-- ASSIGNMENT 1 --
Answer these questions about the passage on Sly and bananas:
(a) Among the fallen foods, which two does the narrator say were exceptions to the ones they would have avoided until late in high school?
(b) How old was Sly when he took a banana from Jimmy?
(c) After the episode with Jimmy, how did the narrator start giving Sly bananas?
-- ASSIGNMENT 2 --
Write the next part of the passage about Sly learning to eat bananas, picking up after its final sentence.

Then Sly stopped eating banana. At first, I thought, “What a stupid food! Thanks for tolerating it as long as you did, kid, but I’m glad we’re done with that bland GARBAGE.” Other babies around us scarfed down hunks of banana like morons. But honestly, I didn’t think they were morons. I was really jealous. The fallen foods were multiplying, among them bananas of varying ripeness, sweet potato, avocado, eggs, toast (TOAST?!), strawberries, and, naturally, peas. (Aside from the toast and strawberries, I would have had nothing to do with any of these foods until late in high school at the earliest.)

A few months later, Sly caught on to how grown-ups eat bananas and he was intrigued. I know he was intrigued because, when he was 10 months old, he stole a banana from an actor named Jimmy at a rehearsal to which I’d brought him. Jimmy was very nice about it. Sly ate almost the whole thing and I don’t think Jimmy had any other snacks. So after the Jimmy debacle, I started peeling bananas and let Sly take bites. He was so proud of himself. Those five minutes he’d spend gingerly eating one of my least favorite foods were filled with joy and wonder for me. I’d equate it to watching your child pop wheelies or crest a wave on a surfboard, but scaled back a bit. This went on for a few weeks.

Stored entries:
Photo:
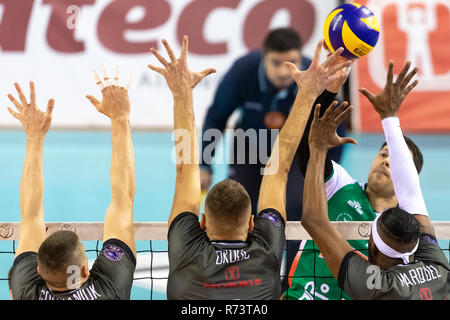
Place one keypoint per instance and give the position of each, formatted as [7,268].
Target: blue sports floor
[77,186]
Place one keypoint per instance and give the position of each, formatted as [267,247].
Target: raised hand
[388,101]
[320,76]
[323,135]
[176,72]
[35,123]
[115,103]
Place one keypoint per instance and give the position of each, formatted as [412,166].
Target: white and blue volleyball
[353,27]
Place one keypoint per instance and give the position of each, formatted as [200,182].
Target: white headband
[385,249]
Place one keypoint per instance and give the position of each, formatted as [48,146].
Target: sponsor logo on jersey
[272,217]
[113,253]
[344,217]
[355,205]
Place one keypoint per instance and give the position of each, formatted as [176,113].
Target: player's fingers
[329,112]
[390,74]
[106,78]
[14,113]
[402,73]
[50,106]
[409,77]
[317,52]
[169,50]
[316,113]
[344,110]
[32,92]
[369,95]
[339,109]
[15,102]
[116,76]
[341,66]
[21,95]
[93,100]
[207,72]
[156,69]
[184,48]
[159,57]
[411,86]
[333,57]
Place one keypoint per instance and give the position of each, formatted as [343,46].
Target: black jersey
[427,278]
[110,278]
[203,269]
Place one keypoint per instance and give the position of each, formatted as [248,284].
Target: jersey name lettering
[230,256]
[87,293]
[418,276]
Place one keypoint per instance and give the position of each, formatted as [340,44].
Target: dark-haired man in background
[262,88]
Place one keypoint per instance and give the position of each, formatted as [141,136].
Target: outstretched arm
[119,215]
[315,208]
[325,99]
[311,83]
[404,174]
[35,124]
[181,82]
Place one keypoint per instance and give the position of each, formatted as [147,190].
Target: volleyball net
[152,269]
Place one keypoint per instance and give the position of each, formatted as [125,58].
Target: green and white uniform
[309,277]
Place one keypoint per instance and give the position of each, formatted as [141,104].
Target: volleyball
[353,27]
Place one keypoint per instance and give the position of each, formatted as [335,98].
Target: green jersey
[309,277]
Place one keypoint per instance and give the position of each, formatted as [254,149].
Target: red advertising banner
[418,31]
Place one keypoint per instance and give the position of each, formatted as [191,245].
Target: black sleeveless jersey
[203,269]
[110,278]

-- WRITTEN ANSWER 1 --
(a) Toast and strawberries.
(b) He was 10 months old.
(c) The narrator peeled bananas and let Sly take bites.

-- WRITTEN ANSWER 2 --
One day, I offered a banana, Sly took a bite, spit it on the floor and walked away. Either the banana was tainted or he was confused. Or maybe concussed. He must’ve been concussed! I tried again, chasing after him with the non-fruit flapping in my hand. “Do you want to try it again?” I asked, smiling. “It’s really good,” I said, doing the thing that I’d read I wasn’t supposed to do, and also lying. “Look, I’m eating it!” I shouted, and then I took a bite. It was horrible. The banana, my desperation, all the feeding rules I was breaking.

So important had it become to me that my son consume all of the foods he once entertained but now would firmly not that, two days ago on the playground, I gestured to his friend who was eating a mozzarella cheese stick and said, “Sly, do you see Maya eating her cheese?” Sly didn’t see Maya because he was already halfway to the metal horse twenty feet from us. “Neigh, neigh,” he yelled. The horse wasn’t going to make him eat anything. The horse let Sly pet his cold metal side.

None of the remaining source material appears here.